> [Task details]: Please write out again every line between the lines holding "cub's paw, the" and "(1070, 698)", inclusive. Keep the wording of each line unchanged, and offset every coordinate in the answers by adding 138.

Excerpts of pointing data
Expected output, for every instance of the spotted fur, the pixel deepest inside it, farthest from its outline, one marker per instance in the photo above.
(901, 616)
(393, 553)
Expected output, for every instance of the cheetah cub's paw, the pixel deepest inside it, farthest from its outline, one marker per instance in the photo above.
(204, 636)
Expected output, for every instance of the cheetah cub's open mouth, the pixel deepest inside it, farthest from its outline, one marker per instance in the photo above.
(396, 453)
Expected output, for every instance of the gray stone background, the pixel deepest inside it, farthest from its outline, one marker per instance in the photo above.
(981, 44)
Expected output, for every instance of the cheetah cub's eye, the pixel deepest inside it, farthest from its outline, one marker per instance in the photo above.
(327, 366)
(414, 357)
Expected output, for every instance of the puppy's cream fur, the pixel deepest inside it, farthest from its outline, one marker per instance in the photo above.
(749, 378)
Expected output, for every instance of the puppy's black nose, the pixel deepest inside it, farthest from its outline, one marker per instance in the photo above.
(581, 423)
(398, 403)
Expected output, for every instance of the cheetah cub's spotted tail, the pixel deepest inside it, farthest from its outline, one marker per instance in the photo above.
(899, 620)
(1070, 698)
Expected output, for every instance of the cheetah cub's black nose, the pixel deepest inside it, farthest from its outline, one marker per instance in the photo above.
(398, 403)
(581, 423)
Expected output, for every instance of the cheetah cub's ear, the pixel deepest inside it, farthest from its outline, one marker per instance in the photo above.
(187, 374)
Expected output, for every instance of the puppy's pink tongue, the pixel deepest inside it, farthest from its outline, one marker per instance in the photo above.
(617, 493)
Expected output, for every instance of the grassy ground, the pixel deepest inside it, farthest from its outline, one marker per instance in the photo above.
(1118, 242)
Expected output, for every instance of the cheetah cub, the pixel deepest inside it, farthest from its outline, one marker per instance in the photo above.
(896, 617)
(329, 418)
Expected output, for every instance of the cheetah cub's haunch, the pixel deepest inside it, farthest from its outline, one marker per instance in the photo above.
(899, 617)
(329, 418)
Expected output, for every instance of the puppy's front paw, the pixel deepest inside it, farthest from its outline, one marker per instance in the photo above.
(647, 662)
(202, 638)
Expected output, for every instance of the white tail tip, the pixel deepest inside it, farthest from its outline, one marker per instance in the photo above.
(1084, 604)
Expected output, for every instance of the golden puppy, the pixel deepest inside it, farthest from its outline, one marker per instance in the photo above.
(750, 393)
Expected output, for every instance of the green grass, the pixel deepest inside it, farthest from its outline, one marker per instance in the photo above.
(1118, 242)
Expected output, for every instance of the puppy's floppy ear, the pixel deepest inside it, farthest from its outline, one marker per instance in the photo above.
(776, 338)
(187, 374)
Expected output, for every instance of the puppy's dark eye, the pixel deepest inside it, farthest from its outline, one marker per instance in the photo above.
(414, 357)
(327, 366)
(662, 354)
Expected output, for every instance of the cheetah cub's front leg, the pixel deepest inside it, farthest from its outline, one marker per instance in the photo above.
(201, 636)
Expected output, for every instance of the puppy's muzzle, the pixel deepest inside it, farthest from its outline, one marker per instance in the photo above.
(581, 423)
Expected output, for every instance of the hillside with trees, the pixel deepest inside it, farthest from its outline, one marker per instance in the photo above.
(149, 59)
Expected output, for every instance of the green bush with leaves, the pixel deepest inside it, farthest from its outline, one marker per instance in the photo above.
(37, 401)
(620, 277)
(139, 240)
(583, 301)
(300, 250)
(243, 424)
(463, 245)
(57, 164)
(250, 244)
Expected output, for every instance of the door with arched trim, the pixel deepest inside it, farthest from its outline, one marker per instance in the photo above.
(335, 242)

* * *

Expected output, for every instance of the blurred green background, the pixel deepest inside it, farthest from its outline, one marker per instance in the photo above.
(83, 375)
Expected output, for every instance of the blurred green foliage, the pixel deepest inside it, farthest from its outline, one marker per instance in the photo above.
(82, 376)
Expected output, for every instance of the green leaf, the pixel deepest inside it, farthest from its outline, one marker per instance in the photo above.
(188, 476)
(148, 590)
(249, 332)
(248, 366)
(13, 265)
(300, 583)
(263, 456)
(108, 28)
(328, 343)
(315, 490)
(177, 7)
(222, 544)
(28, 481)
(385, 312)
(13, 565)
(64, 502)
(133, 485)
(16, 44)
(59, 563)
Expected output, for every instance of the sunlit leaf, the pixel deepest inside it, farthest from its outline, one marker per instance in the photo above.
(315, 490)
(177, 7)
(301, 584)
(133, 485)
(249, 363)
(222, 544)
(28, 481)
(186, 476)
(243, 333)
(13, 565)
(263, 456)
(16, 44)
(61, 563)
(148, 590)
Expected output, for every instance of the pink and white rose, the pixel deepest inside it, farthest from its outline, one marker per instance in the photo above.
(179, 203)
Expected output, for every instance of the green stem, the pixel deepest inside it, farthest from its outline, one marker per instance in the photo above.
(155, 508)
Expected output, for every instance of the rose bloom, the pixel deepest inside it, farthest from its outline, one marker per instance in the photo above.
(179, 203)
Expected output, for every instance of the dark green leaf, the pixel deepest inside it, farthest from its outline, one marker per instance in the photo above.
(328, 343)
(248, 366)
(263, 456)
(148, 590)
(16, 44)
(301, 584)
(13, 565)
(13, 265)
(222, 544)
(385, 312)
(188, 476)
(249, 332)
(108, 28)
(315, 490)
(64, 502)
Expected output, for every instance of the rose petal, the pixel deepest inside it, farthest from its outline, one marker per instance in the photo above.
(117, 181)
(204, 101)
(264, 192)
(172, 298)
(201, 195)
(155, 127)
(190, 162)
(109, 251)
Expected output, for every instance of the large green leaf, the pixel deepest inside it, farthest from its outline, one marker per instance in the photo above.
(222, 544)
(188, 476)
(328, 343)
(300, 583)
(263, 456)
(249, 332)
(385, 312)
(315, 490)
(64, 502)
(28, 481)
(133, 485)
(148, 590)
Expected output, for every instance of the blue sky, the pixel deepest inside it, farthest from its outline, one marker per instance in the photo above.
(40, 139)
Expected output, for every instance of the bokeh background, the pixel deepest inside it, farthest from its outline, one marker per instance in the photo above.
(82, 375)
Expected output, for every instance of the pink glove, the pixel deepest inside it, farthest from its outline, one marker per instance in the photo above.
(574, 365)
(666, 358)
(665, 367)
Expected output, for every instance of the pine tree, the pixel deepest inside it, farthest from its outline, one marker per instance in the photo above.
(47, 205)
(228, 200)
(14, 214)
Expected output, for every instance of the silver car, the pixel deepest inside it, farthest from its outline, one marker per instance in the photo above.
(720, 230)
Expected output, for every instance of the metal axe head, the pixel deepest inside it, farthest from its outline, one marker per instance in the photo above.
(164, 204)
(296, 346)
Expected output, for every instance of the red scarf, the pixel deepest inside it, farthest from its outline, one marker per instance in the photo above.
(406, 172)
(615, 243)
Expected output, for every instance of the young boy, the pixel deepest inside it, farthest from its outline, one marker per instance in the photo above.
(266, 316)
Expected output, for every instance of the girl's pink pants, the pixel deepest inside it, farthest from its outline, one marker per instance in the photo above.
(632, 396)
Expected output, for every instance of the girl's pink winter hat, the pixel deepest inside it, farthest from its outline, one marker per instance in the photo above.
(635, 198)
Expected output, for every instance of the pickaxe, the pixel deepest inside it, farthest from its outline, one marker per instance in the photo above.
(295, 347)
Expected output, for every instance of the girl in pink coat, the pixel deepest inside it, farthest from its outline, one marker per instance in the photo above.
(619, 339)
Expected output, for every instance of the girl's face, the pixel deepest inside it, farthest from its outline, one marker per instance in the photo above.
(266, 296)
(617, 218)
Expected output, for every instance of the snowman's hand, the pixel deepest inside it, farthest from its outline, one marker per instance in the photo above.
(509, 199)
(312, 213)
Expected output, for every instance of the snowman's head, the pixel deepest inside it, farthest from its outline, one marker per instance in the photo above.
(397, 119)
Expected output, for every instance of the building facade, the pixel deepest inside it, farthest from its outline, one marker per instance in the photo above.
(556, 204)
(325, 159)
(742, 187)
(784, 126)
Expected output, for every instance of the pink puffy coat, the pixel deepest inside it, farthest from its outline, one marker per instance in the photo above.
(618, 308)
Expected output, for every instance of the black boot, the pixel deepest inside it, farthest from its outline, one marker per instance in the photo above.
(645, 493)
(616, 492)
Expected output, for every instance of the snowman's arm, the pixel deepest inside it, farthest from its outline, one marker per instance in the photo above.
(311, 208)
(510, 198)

--

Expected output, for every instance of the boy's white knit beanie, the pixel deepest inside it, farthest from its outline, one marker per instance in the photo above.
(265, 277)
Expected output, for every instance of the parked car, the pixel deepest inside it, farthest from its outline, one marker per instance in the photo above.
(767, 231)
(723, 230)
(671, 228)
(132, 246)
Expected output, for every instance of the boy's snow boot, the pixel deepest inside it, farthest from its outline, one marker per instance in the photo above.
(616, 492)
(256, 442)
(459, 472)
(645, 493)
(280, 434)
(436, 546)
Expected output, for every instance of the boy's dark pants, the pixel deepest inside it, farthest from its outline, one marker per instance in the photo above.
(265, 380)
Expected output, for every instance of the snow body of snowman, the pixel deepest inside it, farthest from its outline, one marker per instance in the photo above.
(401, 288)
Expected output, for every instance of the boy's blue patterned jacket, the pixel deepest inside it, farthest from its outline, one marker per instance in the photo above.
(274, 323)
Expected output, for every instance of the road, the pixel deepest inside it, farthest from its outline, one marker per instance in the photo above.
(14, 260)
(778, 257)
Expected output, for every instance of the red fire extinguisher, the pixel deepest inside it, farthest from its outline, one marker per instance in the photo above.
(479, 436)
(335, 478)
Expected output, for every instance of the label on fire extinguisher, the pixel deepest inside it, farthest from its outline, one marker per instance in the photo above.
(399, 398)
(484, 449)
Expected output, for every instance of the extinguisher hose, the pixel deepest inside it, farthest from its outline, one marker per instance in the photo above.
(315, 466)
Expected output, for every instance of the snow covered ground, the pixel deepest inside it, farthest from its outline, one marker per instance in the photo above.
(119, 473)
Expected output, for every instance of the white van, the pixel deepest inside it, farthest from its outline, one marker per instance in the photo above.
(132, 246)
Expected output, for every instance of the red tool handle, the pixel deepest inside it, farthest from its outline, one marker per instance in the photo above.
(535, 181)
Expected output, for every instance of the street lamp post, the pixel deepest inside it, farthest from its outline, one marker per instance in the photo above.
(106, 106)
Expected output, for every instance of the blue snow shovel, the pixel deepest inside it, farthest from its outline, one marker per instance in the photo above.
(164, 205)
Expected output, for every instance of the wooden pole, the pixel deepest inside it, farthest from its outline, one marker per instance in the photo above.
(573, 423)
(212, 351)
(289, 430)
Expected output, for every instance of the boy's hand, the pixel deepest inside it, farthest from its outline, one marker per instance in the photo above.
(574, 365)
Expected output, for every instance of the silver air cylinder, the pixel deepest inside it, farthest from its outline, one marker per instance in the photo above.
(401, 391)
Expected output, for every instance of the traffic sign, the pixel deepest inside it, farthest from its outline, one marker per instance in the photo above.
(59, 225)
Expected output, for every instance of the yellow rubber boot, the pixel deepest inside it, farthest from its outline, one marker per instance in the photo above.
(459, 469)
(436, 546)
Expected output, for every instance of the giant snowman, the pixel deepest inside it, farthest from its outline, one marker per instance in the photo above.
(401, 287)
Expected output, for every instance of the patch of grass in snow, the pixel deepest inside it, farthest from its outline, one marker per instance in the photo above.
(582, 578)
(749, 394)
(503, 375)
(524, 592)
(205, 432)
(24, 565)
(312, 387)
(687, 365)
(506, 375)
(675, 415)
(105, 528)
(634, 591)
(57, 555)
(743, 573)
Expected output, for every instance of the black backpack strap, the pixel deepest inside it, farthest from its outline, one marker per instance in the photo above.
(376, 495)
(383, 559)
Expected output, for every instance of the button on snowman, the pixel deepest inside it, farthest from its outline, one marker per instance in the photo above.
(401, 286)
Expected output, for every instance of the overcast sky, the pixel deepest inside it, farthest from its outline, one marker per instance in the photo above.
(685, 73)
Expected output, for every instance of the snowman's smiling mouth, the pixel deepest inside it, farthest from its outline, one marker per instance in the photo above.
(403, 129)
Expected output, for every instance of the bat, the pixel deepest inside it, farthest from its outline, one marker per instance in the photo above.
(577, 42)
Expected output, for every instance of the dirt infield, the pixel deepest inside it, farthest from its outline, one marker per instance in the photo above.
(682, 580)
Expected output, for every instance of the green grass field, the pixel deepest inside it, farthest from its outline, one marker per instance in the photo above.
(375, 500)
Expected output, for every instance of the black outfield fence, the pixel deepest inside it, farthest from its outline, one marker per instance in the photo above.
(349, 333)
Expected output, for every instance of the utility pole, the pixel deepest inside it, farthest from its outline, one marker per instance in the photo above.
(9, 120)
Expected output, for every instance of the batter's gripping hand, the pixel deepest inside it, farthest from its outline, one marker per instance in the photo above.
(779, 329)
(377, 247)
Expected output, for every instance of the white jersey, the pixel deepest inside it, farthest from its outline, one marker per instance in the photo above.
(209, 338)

> [Exercise output]:
Expected output, for every instance of the cheetah cub's paw, the pixel deepest inside it, farthest from its outline, one marker per instance in the photo above.
(342, 774)
Expected output, for every instance of the cheetah cub's open mouth, the pixel deepest inside it, farthest from its outline, one marker per instance in the photo above.
(534, 591)
Expected output, for every instance of the gray stone background, the pixel deepest inside it, farthest from its outline, one marker per instance in the photo above.
(1119, 182)
Expected output, for every instance of the cheetah cub's eye, the pixel deepest inside it, farthest from its outline, one marker per instance in the photo above.
(465, 504)
(552, 495)
Expected output, for every instance of the puppy's cream fur, the pixel deepest inside it, farthest from its outline, one marker per instance in the photo above.
(887, 516)
Expected output, for every instance of the puppy's black nose, the pixel deepest inside it, farthest from its outline, one marker per instance in the photo above.
(719, 561)
(536, 541)
Expected output, for every instance of the cheetah cub's spotted tail, the pixel deepest inside it, farthest from its outline, one marker per instance in the photo above.
(1037, 758)
(1208, 836)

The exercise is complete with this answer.